# Data items
[Start of section]

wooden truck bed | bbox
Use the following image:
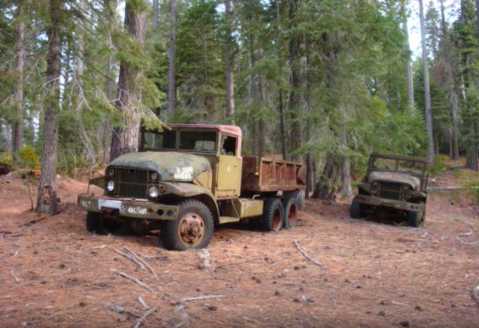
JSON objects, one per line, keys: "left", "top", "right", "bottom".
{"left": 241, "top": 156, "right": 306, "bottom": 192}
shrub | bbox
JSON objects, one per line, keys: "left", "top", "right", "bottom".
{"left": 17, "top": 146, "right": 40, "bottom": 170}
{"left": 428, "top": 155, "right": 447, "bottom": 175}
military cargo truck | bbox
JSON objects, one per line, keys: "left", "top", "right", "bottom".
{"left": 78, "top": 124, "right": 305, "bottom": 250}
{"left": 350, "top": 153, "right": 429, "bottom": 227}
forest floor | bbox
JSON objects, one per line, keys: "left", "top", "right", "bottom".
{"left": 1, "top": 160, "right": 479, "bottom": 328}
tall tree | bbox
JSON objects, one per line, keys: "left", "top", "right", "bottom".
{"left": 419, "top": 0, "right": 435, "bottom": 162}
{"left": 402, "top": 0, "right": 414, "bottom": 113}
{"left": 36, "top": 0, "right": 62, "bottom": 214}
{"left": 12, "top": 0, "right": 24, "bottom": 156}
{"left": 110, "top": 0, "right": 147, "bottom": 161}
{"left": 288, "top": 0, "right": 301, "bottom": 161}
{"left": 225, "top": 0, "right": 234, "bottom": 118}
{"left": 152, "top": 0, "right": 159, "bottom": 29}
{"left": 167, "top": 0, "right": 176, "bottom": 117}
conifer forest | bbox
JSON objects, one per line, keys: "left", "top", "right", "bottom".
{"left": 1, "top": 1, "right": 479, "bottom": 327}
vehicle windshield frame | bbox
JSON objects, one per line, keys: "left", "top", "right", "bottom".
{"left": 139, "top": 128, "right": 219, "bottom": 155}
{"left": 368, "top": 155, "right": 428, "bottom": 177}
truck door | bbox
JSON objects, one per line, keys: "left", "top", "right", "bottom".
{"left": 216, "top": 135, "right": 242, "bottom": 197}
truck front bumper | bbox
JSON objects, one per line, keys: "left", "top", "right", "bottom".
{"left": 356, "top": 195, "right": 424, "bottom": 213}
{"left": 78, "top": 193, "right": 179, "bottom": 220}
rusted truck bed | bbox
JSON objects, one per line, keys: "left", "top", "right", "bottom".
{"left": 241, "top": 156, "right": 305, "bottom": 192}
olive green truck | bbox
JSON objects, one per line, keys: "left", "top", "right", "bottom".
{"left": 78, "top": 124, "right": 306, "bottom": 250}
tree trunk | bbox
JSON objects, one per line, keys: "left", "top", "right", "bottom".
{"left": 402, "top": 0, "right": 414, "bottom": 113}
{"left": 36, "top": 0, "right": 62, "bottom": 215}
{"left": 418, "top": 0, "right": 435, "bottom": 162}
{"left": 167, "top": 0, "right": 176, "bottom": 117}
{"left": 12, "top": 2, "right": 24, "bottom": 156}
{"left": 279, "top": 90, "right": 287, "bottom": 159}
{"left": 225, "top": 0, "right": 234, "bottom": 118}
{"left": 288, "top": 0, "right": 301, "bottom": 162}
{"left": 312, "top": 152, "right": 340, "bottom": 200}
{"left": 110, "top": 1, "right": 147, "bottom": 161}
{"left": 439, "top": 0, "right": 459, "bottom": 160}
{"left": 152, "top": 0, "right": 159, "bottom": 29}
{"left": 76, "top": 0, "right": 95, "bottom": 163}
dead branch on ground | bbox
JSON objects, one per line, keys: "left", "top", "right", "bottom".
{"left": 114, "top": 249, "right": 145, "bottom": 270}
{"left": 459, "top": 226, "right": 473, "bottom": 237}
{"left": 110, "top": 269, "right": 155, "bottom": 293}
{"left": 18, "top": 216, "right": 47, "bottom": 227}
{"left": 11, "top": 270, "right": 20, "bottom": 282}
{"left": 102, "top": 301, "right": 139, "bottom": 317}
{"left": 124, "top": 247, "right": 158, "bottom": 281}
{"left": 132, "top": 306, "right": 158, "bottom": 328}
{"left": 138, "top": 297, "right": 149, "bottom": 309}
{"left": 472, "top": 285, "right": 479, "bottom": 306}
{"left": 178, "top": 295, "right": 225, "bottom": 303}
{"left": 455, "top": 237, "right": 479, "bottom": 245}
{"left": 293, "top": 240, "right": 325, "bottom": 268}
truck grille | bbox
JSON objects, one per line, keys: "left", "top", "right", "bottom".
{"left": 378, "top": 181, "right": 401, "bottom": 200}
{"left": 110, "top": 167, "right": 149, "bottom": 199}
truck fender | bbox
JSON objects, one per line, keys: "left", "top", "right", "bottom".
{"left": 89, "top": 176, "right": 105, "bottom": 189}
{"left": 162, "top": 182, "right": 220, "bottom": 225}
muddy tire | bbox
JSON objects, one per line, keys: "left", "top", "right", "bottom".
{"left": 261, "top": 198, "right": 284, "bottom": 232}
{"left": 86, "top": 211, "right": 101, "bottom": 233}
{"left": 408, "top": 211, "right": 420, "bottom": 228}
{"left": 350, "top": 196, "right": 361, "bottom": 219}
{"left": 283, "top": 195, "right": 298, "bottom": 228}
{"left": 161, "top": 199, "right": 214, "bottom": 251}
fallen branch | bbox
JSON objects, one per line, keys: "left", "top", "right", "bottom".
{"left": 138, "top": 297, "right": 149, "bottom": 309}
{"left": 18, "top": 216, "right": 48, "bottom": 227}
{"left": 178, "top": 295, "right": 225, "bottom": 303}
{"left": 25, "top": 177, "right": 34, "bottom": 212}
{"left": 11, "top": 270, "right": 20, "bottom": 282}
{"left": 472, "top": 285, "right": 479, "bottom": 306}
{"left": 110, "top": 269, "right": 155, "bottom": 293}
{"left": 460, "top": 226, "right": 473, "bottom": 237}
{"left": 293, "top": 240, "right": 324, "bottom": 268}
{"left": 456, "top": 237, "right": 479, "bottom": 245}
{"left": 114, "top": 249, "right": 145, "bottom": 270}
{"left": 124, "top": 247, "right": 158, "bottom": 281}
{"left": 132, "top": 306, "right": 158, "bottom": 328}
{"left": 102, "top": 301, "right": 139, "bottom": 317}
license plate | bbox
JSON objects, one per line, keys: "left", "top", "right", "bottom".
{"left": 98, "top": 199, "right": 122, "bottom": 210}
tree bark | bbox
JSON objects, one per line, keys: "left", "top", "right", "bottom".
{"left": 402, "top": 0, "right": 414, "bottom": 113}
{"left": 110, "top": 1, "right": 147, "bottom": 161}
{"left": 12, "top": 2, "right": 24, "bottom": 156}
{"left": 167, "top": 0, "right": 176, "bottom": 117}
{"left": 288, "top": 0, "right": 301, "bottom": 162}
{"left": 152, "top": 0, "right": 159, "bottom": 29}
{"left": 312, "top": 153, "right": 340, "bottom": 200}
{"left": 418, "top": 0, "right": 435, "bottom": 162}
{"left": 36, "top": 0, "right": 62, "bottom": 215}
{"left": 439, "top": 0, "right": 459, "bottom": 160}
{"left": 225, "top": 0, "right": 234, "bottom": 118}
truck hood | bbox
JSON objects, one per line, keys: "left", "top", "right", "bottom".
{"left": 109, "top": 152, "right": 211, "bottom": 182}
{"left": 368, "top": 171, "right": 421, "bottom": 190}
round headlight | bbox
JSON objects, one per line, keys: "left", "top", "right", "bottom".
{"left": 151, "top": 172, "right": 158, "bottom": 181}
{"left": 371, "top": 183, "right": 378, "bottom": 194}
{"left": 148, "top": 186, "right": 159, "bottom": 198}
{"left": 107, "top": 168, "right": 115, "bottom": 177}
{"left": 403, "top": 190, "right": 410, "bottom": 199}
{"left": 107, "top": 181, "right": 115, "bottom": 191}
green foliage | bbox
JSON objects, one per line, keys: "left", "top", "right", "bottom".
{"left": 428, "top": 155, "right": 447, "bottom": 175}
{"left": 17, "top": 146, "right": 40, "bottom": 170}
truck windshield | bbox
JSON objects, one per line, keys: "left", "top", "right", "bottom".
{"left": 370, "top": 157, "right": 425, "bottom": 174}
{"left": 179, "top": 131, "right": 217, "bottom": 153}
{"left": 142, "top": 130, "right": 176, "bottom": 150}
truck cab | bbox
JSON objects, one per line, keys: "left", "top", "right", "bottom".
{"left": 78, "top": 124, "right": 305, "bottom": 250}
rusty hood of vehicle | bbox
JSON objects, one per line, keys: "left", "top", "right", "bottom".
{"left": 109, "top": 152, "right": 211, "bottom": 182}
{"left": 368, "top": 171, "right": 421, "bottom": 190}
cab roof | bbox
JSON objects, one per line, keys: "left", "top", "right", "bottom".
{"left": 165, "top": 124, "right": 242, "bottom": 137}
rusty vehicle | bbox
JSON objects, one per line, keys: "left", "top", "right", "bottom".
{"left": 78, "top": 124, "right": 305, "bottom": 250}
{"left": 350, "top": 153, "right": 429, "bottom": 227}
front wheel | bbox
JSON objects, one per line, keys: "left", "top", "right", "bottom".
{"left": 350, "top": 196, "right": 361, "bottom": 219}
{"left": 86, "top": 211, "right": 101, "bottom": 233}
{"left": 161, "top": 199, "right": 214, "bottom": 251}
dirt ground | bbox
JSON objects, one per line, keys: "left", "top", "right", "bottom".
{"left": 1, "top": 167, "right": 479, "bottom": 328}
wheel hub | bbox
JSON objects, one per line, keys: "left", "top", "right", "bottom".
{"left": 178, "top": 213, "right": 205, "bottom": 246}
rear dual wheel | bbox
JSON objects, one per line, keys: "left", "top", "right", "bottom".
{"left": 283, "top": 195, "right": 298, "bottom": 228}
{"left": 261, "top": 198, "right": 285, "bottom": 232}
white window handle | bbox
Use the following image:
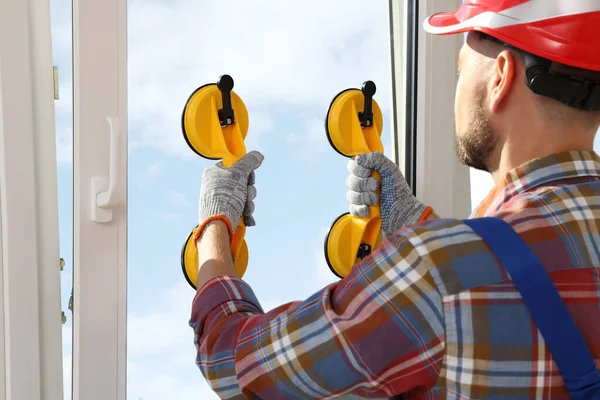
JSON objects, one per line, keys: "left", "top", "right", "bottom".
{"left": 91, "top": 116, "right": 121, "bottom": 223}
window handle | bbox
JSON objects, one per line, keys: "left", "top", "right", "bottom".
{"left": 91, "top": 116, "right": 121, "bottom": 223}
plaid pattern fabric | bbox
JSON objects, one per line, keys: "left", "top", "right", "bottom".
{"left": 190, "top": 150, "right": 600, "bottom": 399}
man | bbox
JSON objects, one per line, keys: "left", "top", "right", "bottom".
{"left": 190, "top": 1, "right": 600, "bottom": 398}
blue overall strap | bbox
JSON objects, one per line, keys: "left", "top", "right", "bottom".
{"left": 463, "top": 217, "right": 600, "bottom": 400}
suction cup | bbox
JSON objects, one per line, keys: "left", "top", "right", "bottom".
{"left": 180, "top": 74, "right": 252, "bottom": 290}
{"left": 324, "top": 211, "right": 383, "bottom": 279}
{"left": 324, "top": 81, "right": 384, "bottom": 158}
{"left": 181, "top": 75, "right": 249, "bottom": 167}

[End of section]
[Start of section]

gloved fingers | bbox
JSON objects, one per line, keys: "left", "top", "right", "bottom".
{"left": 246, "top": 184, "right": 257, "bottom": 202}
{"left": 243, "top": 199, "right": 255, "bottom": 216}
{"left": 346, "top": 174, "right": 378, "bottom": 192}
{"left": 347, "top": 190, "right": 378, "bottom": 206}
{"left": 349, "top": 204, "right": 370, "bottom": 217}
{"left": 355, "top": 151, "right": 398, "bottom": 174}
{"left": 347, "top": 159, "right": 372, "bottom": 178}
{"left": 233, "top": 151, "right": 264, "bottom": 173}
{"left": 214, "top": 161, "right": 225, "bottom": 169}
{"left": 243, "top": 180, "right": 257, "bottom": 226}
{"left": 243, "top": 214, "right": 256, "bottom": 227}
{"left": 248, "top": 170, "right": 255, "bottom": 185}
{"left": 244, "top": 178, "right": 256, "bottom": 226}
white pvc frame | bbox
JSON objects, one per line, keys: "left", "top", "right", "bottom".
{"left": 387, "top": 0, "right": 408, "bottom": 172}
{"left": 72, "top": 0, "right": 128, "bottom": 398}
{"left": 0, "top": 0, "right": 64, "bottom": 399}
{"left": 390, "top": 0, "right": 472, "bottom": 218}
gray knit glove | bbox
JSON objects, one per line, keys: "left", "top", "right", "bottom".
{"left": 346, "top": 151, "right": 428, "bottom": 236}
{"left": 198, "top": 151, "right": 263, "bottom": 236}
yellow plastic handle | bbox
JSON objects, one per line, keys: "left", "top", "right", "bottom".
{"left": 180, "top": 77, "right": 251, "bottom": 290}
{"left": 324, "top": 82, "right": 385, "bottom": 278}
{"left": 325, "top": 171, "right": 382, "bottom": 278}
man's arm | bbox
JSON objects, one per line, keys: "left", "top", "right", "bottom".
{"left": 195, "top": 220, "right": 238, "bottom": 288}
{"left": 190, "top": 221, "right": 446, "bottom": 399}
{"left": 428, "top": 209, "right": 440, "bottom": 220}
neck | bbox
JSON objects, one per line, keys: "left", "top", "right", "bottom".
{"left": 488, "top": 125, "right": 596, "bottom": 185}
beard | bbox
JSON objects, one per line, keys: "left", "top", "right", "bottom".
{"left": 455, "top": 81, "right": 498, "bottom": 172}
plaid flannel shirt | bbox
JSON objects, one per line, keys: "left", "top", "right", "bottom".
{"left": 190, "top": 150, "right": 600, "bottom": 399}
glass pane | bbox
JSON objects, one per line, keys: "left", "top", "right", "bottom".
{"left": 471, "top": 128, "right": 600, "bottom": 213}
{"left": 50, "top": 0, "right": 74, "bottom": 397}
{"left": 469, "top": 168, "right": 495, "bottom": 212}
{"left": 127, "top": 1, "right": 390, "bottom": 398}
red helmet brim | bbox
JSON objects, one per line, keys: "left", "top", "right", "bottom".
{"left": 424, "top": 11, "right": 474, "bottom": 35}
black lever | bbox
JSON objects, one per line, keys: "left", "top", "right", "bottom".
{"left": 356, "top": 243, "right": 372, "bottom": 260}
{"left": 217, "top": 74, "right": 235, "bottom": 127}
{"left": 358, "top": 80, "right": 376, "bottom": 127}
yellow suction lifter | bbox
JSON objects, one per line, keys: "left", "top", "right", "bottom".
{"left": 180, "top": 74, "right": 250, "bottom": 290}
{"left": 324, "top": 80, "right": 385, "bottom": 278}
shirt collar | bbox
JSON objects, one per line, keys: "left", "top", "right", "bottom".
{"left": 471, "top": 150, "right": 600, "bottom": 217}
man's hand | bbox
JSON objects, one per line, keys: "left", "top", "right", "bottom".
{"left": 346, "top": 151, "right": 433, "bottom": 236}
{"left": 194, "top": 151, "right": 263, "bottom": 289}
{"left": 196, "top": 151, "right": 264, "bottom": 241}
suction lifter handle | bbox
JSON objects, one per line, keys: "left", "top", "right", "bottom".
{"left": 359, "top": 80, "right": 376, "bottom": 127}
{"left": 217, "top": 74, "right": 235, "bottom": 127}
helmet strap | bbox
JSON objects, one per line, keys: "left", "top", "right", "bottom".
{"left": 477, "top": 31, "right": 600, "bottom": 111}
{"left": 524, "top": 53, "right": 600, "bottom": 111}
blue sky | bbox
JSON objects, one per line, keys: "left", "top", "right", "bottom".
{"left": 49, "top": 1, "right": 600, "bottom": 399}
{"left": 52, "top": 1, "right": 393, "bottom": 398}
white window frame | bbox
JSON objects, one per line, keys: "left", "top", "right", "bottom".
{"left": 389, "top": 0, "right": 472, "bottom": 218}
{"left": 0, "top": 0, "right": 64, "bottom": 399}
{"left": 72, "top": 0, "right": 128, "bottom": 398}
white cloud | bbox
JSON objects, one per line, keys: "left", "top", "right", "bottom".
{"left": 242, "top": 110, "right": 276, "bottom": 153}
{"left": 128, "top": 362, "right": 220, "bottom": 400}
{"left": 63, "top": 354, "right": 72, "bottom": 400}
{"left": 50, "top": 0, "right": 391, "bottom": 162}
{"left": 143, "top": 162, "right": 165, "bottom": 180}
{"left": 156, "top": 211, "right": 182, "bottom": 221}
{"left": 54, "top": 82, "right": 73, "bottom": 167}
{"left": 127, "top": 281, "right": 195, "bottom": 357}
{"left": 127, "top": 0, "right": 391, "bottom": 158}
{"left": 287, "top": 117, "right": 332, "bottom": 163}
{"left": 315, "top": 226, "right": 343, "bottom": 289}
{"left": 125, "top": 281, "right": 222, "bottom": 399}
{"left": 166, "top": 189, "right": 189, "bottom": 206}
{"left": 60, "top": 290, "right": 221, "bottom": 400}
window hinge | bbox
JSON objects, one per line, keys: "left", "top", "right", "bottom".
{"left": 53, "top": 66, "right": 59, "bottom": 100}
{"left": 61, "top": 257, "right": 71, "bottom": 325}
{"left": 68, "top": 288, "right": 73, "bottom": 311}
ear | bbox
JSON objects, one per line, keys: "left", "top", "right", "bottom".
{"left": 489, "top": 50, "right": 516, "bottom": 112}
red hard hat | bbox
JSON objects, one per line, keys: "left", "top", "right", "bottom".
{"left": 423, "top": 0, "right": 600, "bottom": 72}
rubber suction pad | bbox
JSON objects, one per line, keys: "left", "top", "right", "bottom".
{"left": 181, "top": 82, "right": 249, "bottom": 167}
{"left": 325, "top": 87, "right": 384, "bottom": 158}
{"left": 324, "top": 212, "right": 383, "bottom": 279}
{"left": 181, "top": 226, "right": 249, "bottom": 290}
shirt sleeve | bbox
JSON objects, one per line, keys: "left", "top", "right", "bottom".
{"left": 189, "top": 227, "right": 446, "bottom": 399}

[End of section]

# What is required
Would you print exactly, and only, the lines of the data above from the line with "military cargo truck | bbox" through the line with "conifer forest | bbox", inclusive?

# Solution for this problem
military cargo truck | bbox
JSON objects, one per line, keys: "left", "top", "right", "bottom".
{"left": 78, "top": 124, "right": 305, "bottom": 250}
{"left": 350, "top": 153, "right": 429, "bottom": 227}
forest floor | bbox
JSON objects, one per line, keys: "left", "top", "right", "bottom".
{"left": 1, "top": 160, "right": 479, "bottom": 328}
tall tree | bbox
JSON objects, one per line, keys: "left", "top", "right", "bottom".
{"left": 419, "top": 0, "right": 435, "bottom": 162}
{"left": 402, "top": 0, "right": 414, "bottom": 113}
{"left": 36, "top": 0, "right": 62, "bottom": 214}
{"left": 12, "top": 0, "right": 24, "bottom": 156}
{"left": 110, "top": 0, "right": 147, "bottom": 161}
{"left": 288, "top": 0, "right": 301, "bottom": 161}
{"left": 225, "top": 0, "right": 234, "bottom": 118}
{"left": 152, "top": 0, "right": 159, "bottom": 29}
{"left": 167, "top": 0, "right": 176, "bottom": 117}
conifer forest | bbox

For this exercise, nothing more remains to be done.